## Problem to solve
Rewrite the lines below, replacing every "instance" with "object" and keeping everything else the same.
-- START Supplied entries --
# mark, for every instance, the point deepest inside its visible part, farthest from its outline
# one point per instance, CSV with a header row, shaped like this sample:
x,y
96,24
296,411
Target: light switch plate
-- END Supplied entries --
## Answer to this exercise
# mark, for every object, the point deepest inside its visible part, farthest from its outline
# one point per object, CSV with a header row, shaped like this sample:
x,y
96,24
296,411
Target: light switch plate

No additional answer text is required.